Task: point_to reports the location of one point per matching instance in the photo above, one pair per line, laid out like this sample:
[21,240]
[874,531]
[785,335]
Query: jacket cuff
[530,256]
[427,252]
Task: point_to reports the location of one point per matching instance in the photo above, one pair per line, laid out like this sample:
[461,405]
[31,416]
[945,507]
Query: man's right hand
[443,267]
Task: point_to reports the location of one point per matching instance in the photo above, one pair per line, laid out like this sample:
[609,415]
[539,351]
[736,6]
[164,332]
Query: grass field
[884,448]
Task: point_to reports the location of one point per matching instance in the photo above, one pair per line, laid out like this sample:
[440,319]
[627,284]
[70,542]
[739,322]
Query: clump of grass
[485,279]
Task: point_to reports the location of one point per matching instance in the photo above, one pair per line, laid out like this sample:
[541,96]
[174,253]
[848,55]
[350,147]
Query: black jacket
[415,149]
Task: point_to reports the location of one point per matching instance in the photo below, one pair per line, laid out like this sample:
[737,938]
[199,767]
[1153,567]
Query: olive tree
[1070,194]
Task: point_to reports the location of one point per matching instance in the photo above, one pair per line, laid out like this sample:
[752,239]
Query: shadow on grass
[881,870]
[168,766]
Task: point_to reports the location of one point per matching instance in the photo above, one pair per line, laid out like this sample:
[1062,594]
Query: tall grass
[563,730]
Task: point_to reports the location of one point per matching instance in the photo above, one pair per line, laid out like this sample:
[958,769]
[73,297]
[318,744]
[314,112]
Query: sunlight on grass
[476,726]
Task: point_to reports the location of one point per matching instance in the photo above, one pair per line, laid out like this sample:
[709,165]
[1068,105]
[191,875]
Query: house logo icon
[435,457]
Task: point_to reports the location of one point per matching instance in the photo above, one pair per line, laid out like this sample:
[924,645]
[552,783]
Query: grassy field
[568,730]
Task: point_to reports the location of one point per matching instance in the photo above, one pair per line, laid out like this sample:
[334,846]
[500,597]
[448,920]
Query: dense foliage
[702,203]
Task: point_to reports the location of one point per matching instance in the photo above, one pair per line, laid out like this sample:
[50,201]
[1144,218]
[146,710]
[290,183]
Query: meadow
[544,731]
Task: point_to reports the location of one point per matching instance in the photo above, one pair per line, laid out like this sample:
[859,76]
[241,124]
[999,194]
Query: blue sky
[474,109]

WORK TO BE COMPLETED =>
Reproduce all of the entries word for word.

ANSWER TO THE PROBLEM =>
Task: point_to reports the location of one point per matching instance in the photo above, one pair per line, laid out like this sample:
[21,240]
[874,531]
[785,335]
Query: jacket cuff
[530,256]
[427,252]
Task: point_to reports the location of one point per matching instance in the photo above, one pair per line, laid out like this sample:
[461,405]
[31,416]
[945,507]
Query: man's right hand
[443,267]
Task: point_to reports the location of one point per matching instance in the photo above, one pair per line, laid out like this sample:
[609,415]
[539,351]
[736,6]
[164,332]
Query: grass field
[884,448]
Task: point_to reports the location of one point per matching instance in the photo above, one pair per line, laid out like this sample:
[440,319]
[627,284]
[70,542]
[739,322]
Query: clump of grass
[485,279]
Task: point_to reports the location of one point per matching instance in the photo above, one pair per line, laid out like this sample:
[541,96]
[174,253]
[848,55]
[350,147]
Query: black jacket
[415,149]
Task: point_to reports the location of one point per matching instance in the photo below, one pair per line, laid out like this sample:
[737,938]
[199,767]
[1153,567]
Query: olive tree
[1070,194]
Task: point_to reports the location of one point per matching instance in the photo above, one pair per line, laid out like this sample:
[752,239]
Query: shadow on grass
[881,870]
[168,766]
Task: point_to reports the location of one point per matching instance in the photo above, one pair per line, laid out like this sample:
[1062,594]
Query: tall grass
[563,730]
Task: point_to reports the location of one point per matching instance in the photo above, one pair per line, laid out like this sample:
[958,769]
[73,297]
[318,744]
[314,112]
Query: sunlight on grass
[476,726]
Task: point_to reports the location of one point per matching instance in the photo above, one pair per line, laid out like this sample:
[709,165]
[1068,105]
[191,875]
Query: house logo icon
[435,457]
Task: point_to reports the location of one point per matching instance in the photo above, one pair per line, laid out like this sample:
[924,645]
[552,783]
Query: grassy field
[568,730]
Task: point_to reports the location of one point per matching instance in the photo above, one pair per line, laid out like this sample:
[334,846]
[500,597]
[448,920]
Query: dense foliage
[702,203]
Task: point_to reports the location of one point per matching instance in the photo above, one pair per line, laid out like this sample:
[50,201]
[1144,218]
[146,710]
[290,183]
Query: meadow
[544,731]
Task: point_to reports the location of one point per matching instance in the photo above, one pair per line, laid out like this sample:
[859,76]
[241,124]
[999,194]
Query: blue sky
[474,109]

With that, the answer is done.